### [Page]
- Hollywood remix cover

Single by Ryan Gosling and Emma Stone

from the album La La Land: Original Motion Picture Soundtrack
- Released: March 3, 2017
- Recorded: 2016
- Genre: Show tunes; jazz pop;
- Length: 2:25
- Label: Interscope
- Composer: Justin Hurwitz
- Lyricists: Benj Pasek; Justin Paul;
- Producers: Justin Hurwitz; Marius de Vries;

Music video
- "City of Stars" on YouTube

= City of Stars =

2016 song by Ryan Gosling and Emma Stone

"City of Stars" is a song performed by Ryan Gosling and Emma Stone in the Damien Chazelle directed film La La Land (2016). The music of the song was composed by Justin Hurwitz while the lyrics were provided by Benj Pasek and Justin Paul. The song won numerous awards, including the award for Best Original Song at both the 74th Golden Globe Awards and 89th Academy Awards.

Another version of the song was also released as a 'Hollywood remix' but was not used in the original film. "City of Stars" was released as a single in Italy on March 3, 2017.

==Context==
In the film, the song is first sung by Gosling alone as the character of Sebastian as he sings and dances on the Hermosa Beach Pier. Later in the film, it is reprised by Sebastian and Mia (Stone) during a montage of him getting ready to tour with Keith's (John Legend) band, as well as Mia quitting her job at a coffee shop and renting out a theater for her one-woman play.

==Inspiration==
Justin Hurwitz, the composer of the song, discussed the writing of the song:

[The song] started at the piano with me just working on demos for Damien, sending him ideas until something really sparked. It's so funny that that and "Audition" are the two songs that people seem to be responding to the most, at least so far, because they had similar processes in the sense that they had probably the least amount of fussing at the piano demo stage. [...] I was just composing it from an emotional place and thinking about the tone. I would say the tone is hopeful, but melancholy at the same time. And it kind of goes back-and-forth between cadencing in major and cadencing in minor, because I think that’s kind of what the song is about. You have these great moments and then you have these less great moments in life and in Los Angeles and we see it happen in the story. I was thinking about that idea a little bit and just trying to compose a melody that I thought was shapely and beautiful. I guess it has some jazz inflections, because it’s something Sebastian plays on the piano.

== Music video ==
The music video was uploaded to Lionsgate Movies's YouTube channel on December 7th, 2016, and has gained more than 33 million views as of December 2025.

==Accolades==

Accolades for "City of Stars"

### [Short problem A]
Edit the listing, starting at its first line and stopping after the line that contains "column 78, row 23", so that "Placement rule" becomes "Marking rule" everywhere and nothing else changes. Leave out the pictures.
The listing that comes next has no connection to the article on "City of Stars."

Image location labeling entries
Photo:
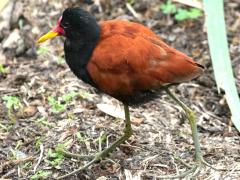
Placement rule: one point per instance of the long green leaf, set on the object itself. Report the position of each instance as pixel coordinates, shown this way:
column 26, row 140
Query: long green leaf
column 216, row 30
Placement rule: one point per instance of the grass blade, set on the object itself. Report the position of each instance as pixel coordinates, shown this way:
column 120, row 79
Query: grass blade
column 216, row 30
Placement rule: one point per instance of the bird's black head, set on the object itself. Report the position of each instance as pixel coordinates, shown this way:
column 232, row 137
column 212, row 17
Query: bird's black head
column 75, row 24
column 78, row 23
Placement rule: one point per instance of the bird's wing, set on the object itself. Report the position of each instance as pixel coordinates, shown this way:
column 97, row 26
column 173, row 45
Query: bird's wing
column 123, row 63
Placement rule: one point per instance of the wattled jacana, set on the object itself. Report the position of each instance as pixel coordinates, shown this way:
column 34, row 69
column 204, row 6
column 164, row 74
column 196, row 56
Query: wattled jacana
column 125, row 60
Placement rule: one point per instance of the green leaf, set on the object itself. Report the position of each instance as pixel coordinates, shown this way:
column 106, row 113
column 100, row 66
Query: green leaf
column 216, row 30
column 168, row 8
column 195, row 13
column 181, row 14
column 2, row 69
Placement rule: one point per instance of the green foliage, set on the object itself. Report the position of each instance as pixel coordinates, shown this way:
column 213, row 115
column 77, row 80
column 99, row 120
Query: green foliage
column 221, row 61
column 13, row 104
column 43, row 121
column 38, row 141
column 81, row 138
column 168, row 8
column 180, row 14
column 183, row 14
column 59, row 105
column 41, row 175
column 54, row 158
column 2, row 69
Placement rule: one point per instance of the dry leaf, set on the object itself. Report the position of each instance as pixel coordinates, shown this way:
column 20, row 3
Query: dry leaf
column 136, row 121
column 112, row 110
column 29, row 111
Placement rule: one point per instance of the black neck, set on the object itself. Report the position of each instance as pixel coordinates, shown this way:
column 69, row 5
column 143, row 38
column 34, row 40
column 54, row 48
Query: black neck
column 77, row 54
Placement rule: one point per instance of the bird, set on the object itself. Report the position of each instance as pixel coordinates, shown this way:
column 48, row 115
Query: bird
column 125, row 60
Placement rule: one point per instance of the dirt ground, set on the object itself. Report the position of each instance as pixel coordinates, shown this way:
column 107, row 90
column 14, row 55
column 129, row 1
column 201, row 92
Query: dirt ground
column 36, row 74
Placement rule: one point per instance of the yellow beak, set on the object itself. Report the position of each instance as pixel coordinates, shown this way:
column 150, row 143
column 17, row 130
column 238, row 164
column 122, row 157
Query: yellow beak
column 49, row 35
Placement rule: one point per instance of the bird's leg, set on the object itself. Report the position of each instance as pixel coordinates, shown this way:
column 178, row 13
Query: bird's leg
column 192, row 120
column 193, row 124
column 127, row 134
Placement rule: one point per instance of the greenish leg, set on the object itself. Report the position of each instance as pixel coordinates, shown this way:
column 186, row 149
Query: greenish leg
column 127, row 134
column 199, row 159
column 192, row 120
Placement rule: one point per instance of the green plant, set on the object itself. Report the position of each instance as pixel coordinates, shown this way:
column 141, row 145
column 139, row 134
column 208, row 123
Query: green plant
column 59, row 105
column 41, row 175
column 38, row 141
column 54, row 158
column 2, row 69
column 168, row 8
column 43, row 121
column 13, row 104
column 217, row 39
column 180, row 14
column 183, row 14
column 81, row 138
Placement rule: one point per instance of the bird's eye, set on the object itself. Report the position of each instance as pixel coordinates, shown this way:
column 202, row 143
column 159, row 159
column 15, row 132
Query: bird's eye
column 65, row 25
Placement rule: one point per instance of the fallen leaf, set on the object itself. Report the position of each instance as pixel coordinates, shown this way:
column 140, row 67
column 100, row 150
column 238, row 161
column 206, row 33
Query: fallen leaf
column 136, row 121
column 112, row 110
column 29, row 111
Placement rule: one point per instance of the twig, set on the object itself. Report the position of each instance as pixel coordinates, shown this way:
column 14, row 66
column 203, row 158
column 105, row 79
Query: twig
column 39, row 159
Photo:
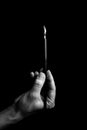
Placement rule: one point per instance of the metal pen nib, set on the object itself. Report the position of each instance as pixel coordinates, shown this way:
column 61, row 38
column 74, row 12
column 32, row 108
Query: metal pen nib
column 45, row 48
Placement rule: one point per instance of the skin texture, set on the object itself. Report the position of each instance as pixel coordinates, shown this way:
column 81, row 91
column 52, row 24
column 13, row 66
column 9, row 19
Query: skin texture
column 32, row 100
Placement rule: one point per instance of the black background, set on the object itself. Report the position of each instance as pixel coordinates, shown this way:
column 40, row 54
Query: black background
column 22, row 51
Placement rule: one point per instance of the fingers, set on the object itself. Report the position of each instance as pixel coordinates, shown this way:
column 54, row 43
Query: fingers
column 52, row 90
column 39, row 82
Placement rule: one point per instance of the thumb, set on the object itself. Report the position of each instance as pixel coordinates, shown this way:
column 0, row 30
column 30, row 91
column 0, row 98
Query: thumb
column 39, row 82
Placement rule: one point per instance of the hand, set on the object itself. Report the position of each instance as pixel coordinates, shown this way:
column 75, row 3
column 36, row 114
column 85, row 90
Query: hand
column 32, row 100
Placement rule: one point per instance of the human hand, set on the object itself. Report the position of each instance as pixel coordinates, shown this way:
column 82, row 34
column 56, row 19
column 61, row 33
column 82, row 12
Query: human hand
column 33, row 100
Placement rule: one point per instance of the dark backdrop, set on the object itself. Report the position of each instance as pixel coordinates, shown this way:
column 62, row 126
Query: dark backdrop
column 22, row 51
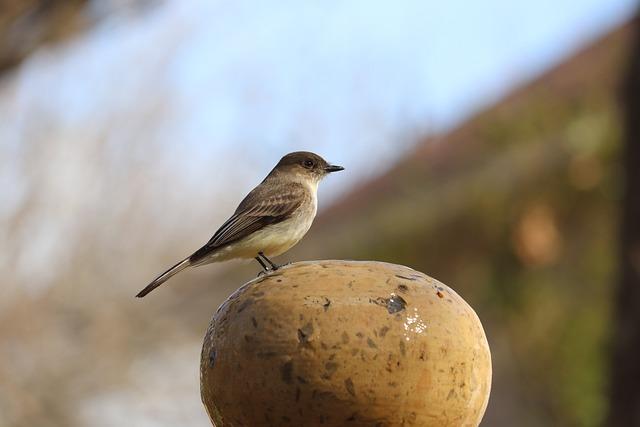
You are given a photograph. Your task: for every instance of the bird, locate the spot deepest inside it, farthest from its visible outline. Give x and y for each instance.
(269, 221)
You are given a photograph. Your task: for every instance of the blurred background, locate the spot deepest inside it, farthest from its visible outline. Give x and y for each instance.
(487, 144)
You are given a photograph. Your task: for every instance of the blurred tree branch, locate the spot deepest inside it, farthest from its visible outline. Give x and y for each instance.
(625, 394)
(27, 24)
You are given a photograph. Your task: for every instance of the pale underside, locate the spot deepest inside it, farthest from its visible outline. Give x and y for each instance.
(273, 239)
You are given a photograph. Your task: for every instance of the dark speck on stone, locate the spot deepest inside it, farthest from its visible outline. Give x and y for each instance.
(245, 304)
(348, 383)
(345, 338)
(395, 304)
(305, 332)
(287, 372)
(405, 277)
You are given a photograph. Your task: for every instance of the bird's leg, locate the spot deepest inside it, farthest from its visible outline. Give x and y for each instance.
(264, 266)
(274, 266)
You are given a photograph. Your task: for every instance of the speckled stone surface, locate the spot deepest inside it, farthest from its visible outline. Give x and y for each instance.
(345, 343)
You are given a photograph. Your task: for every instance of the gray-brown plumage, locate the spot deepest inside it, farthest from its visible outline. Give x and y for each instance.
(271, 219)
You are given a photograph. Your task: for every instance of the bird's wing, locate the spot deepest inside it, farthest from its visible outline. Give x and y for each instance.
(259, 209)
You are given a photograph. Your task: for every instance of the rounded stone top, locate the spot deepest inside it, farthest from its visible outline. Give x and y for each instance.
(341, 343)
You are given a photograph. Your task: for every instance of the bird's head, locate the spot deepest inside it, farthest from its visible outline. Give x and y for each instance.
(306, 164)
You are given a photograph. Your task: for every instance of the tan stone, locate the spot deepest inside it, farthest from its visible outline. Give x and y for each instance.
(345, 343)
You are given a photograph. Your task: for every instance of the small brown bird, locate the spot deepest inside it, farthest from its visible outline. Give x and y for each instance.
(269, 221)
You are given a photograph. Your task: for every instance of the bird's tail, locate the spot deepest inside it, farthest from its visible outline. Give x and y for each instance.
(165, 276)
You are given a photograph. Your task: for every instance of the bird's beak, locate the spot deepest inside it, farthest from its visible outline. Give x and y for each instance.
(333, 168)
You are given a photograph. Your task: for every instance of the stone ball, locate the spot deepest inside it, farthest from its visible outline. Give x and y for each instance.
(345, 343)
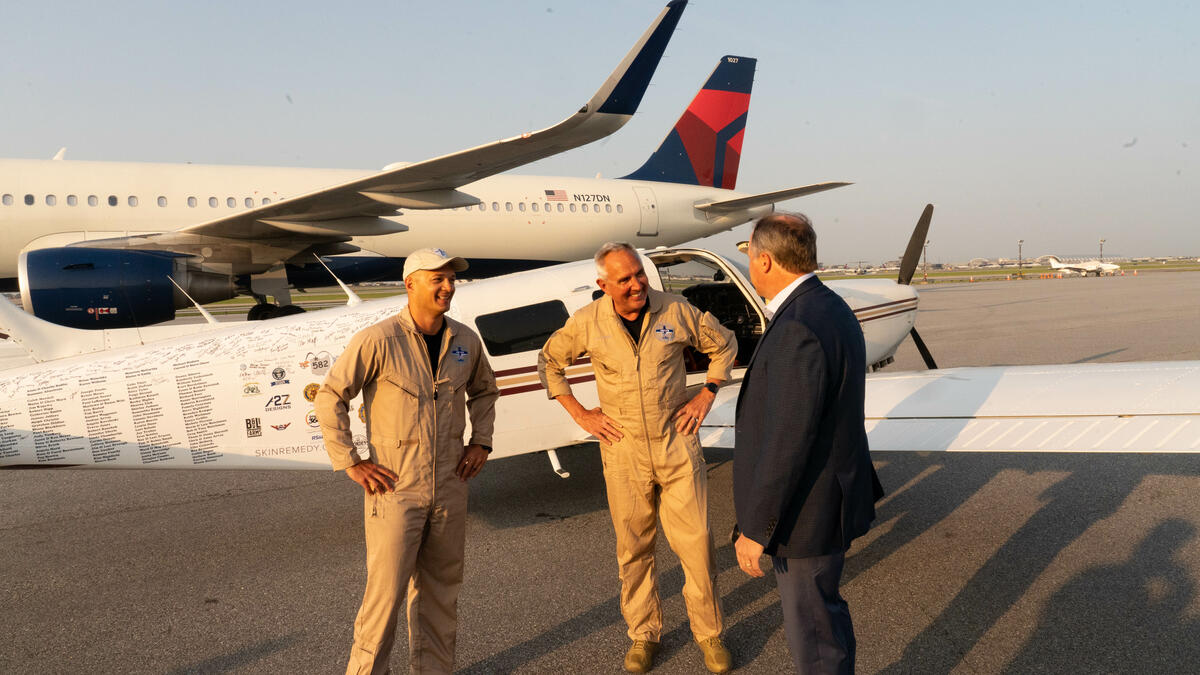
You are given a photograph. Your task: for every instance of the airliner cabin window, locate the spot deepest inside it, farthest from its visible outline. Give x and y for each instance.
(521, 329)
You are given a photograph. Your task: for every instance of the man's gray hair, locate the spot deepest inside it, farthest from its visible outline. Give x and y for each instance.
(611, 248)
(790, 239)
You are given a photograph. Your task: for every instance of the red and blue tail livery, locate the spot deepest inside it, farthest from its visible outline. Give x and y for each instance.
(706, 144)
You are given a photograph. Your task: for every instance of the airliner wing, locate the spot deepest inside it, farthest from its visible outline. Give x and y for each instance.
(349, 209)
(1127, 407)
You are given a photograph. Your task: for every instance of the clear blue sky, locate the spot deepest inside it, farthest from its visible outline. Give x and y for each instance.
(1057, 123)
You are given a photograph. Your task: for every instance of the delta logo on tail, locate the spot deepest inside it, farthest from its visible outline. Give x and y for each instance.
(705, 147)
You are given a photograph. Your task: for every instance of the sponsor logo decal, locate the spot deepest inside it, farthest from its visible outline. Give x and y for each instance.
(279, 401)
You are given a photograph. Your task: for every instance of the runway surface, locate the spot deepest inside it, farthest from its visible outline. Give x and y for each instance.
(977, 563)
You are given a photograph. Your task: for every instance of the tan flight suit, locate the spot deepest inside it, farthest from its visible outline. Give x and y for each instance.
(415, 535)
(653, 471)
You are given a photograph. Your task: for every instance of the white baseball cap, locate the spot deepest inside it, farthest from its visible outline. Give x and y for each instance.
(432, 258)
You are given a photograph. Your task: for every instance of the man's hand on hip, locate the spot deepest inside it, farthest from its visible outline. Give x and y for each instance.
(372, 477)
(748, 553)
(473, 458)
(693, 413)
(600, 425)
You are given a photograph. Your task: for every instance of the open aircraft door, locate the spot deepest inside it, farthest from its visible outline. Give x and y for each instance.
(713, 284)
(649, 225)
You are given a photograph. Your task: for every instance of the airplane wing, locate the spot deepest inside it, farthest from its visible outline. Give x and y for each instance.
(1126, 407)
(742, 203)
(341, 211)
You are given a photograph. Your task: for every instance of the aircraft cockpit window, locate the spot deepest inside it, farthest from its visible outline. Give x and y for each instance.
(521, 329)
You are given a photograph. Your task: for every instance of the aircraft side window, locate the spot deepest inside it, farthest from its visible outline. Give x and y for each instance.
(521, 329)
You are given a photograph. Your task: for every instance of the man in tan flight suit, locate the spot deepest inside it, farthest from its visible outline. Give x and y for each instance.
(419, 371)
(647, 426)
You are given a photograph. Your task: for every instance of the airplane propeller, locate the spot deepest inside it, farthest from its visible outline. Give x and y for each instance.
(909, 266)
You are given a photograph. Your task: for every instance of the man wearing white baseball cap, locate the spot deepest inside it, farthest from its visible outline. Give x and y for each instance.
(420, 374)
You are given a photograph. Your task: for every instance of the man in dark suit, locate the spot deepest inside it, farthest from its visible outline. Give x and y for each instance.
(803, 481)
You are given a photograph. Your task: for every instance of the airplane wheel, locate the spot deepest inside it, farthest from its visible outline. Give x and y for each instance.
(262, 311)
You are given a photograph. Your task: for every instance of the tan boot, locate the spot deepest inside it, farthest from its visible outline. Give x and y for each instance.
(717, 657)
(640, 657)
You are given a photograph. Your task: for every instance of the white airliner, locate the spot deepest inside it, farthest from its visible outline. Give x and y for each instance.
(103, 244)
(1084, 268)
(240, 395)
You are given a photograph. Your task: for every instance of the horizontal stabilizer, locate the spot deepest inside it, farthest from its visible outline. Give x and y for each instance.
(741, 203)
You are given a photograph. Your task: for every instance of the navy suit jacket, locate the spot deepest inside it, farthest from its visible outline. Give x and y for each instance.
(803, 481)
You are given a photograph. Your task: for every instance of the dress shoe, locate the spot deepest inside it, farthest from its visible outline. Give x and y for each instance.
(640, 657)
(717, 657)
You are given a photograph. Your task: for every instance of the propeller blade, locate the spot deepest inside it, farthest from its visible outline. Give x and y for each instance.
(923, 348)
(912, 254)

### [Short problem B]
Name every section heading that appears below the title in the article on "City of Stars."

### [Worked solution A]
Photo:
Marking rule: one point per instance of the long green leaf, set on the object itself. Report the position of each instance as pixel coordinates, shown this way:
column 26, row 140
Query: long green leaf
column 216, row 30
Marking rule: one point per instance of the grass blade, set on the object itself. Report the position of each instance as pixel coordinates, shown this way:
column 120, row 79
Query: grass blade
column 216, row 30
Marking rule: one point per instance of the bird's black head, set on the object itself. Report the position of each instance as pixel coordinates, shown this way:
column 232, row 137
column 212, row 17
Query: bird's black head
column 75, row 24
column 78, row 23

### [Worked solution B]
Context
Inspiration
Music video
Accolades